It’s a model that could work at USF. The Bulls can add an occasional player the Gators or Seminoles want (like December signee Eddie Kelly), but those victories will be rare.
The better blueprint is to focus on fit. Cincinnati wants blue-collar players that fit the program’s Midwestern footprint. UCF, when it has been at its best, has centered on speed. The Bulls’ identity has been harder to define, which hasn’t helped.
Cincinnati also has found the right balance for the transfer portal. At least eight players on the depth chart are transfers, including the leading rusher (Ford, from Alabama). Fickell said before last year’s Peach Bowl that the portal is “not a big way we want to build our program,” but it can help.
USF went heavy on transfers in this recruiting class to add immediate experience and talent to a program that needs both. But it probably isn’t a long-term blueprint for sustainable success.

Saved entries.
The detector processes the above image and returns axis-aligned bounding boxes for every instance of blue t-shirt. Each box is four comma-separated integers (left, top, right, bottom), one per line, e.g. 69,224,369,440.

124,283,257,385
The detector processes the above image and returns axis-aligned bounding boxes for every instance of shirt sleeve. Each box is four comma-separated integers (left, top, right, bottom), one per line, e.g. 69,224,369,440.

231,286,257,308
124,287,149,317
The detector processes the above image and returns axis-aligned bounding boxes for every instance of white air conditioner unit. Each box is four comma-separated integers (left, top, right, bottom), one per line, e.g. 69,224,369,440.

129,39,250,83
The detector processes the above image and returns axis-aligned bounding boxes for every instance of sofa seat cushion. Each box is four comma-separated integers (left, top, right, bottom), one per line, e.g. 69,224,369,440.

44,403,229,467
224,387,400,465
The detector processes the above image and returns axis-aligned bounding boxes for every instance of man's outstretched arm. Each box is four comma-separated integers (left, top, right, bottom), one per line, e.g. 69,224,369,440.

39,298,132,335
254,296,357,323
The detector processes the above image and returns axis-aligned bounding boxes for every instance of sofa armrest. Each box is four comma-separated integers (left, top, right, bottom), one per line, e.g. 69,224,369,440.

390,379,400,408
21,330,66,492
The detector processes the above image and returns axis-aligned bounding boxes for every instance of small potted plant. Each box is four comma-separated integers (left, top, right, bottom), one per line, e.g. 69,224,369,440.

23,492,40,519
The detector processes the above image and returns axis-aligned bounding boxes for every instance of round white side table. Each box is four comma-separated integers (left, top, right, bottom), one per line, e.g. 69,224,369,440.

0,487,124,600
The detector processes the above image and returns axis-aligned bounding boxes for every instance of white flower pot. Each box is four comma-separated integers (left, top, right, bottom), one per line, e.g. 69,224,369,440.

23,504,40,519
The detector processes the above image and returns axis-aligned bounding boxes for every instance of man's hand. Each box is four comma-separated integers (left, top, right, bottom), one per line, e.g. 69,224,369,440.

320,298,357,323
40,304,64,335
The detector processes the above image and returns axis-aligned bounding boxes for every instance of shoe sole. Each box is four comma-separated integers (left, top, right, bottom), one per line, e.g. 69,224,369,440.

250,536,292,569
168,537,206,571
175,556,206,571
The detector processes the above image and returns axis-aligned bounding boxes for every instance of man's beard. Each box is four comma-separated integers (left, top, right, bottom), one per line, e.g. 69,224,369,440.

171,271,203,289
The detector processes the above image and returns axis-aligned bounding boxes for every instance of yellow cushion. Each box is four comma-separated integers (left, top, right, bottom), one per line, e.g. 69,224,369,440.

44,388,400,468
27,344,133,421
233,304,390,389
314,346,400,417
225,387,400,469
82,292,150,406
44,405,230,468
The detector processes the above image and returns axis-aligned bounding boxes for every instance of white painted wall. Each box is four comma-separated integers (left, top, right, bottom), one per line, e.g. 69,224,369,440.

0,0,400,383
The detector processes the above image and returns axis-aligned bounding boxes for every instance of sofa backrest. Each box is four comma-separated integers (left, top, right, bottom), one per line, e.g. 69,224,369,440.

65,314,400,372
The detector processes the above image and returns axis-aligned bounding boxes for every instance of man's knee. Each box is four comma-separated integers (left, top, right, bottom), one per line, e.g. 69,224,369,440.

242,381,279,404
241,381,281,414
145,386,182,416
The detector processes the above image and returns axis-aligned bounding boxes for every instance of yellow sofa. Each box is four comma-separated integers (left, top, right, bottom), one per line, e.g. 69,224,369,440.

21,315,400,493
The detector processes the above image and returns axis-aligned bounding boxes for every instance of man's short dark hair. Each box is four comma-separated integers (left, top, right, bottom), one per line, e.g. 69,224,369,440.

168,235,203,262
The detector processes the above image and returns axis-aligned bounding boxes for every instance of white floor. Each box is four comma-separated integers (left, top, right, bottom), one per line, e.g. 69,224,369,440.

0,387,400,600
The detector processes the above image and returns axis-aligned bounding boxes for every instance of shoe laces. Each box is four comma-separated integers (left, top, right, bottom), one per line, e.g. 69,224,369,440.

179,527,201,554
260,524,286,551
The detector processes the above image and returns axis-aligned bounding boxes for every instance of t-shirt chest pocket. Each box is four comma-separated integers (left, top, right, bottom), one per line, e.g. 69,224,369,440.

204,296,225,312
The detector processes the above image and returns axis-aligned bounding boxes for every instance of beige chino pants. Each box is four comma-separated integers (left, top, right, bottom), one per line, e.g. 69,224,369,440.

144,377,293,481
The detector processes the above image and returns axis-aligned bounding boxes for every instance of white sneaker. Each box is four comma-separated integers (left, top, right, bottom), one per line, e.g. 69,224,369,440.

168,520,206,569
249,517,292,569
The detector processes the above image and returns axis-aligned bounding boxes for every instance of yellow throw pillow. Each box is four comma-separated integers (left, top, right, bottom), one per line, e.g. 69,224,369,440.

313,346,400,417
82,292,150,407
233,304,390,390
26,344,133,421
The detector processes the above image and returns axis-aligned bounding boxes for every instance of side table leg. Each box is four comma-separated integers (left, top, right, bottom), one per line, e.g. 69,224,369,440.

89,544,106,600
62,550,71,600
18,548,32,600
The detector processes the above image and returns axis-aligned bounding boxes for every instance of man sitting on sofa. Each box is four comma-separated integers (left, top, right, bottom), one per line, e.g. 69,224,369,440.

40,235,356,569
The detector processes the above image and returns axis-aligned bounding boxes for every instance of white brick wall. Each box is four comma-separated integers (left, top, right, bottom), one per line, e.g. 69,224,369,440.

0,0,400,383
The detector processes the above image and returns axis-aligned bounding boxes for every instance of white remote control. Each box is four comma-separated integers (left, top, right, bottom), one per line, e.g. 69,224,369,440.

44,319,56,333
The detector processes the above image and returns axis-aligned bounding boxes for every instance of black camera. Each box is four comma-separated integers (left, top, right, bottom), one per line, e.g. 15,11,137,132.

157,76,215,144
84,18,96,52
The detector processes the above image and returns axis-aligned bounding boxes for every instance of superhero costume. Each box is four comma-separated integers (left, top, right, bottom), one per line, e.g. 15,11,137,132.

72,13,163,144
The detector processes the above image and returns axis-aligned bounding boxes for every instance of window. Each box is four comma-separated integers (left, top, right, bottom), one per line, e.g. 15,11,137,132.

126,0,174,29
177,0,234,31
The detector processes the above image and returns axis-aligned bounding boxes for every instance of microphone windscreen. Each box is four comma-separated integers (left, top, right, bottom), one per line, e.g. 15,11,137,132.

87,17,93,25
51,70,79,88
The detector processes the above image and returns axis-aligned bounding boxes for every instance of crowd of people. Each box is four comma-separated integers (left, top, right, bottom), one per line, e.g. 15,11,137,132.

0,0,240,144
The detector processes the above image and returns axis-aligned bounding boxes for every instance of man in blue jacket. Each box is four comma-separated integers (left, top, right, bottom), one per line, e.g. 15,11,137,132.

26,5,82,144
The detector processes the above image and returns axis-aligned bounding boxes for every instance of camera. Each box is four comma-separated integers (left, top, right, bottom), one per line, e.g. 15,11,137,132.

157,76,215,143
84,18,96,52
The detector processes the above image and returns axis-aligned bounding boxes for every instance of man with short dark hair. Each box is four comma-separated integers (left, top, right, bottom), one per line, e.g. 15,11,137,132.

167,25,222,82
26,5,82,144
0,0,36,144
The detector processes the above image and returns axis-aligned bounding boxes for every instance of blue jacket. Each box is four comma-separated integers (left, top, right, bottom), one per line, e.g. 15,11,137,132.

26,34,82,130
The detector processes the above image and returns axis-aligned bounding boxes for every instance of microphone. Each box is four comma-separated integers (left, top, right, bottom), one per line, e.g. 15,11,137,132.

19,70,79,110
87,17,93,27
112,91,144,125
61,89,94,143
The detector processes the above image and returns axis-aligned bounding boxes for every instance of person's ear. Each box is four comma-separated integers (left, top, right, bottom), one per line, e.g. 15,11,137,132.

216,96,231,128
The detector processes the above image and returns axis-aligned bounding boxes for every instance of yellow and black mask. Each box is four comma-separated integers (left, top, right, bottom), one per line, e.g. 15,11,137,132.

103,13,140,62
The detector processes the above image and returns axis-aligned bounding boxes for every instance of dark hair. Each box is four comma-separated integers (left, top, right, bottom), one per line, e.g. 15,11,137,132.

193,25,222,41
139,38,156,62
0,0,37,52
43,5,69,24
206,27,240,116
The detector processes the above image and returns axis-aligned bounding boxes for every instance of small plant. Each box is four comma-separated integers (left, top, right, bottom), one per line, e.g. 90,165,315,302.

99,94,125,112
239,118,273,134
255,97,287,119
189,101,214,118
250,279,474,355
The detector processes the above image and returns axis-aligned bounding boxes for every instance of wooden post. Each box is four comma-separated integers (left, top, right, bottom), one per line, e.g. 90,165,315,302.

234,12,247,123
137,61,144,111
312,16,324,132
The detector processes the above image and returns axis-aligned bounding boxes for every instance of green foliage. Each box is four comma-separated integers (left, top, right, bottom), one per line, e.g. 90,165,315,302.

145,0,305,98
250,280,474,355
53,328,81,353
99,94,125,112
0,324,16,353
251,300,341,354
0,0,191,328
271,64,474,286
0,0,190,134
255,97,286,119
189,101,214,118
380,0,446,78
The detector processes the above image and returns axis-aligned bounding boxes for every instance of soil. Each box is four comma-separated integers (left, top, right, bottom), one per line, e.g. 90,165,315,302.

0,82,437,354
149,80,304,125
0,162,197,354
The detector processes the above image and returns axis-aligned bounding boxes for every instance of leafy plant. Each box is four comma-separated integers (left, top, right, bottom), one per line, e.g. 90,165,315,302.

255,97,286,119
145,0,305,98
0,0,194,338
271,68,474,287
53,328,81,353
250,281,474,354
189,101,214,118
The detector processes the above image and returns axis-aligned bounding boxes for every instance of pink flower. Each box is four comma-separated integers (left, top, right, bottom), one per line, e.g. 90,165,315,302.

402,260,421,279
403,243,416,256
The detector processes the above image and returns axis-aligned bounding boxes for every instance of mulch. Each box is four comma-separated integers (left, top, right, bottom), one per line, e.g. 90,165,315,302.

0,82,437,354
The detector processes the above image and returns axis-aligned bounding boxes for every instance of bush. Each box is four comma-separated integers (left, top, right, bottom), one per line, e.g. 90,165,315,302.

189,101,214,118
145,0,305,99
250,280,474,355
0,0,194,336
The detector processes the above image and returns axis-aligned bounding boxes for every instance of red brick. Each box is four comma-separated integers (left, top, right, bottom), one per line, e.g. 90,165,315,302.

Goal of the exercise.
Continue the passage on USF football recruiting from its last sentence, extending its comparison with Cincinnati's approach.

Exercise output.
The Bearcats’ transfers also are noteworthy because of where they’re from: at least seven grew up within 60 miles of Cincinnati, signed elsewhere and came back home to flourish. That list includes star linebacker Darrian Beavers (UConn), all-conference safety Bryan Cook (Howard) and defensive lineman Jowon Briggs (Virginia).
Their additions are part of the Bearcats’ clear focus on mining local prospects from a talent-rich state. In Fickell’s first spring, only 11 scholarship players were from Ohio. More than half (45) of them now are. The Bearcats list 27 players as Cincinnati natives (including walk-ons). That has created an undeniable hometown pride; Beavers has the city tattooed on his arm.
“Cincinnati is in my blood,” Beavers said, “and I feel like the recognition that this city has gotten from this football team has been extraordinary.”
USF, to its credit, has been following a similar approach to take advantage of its own recruiting hotspot. Five of USF’s 12 incoming transfers are from the Tampa Bay area, as are three of their other 13 signees.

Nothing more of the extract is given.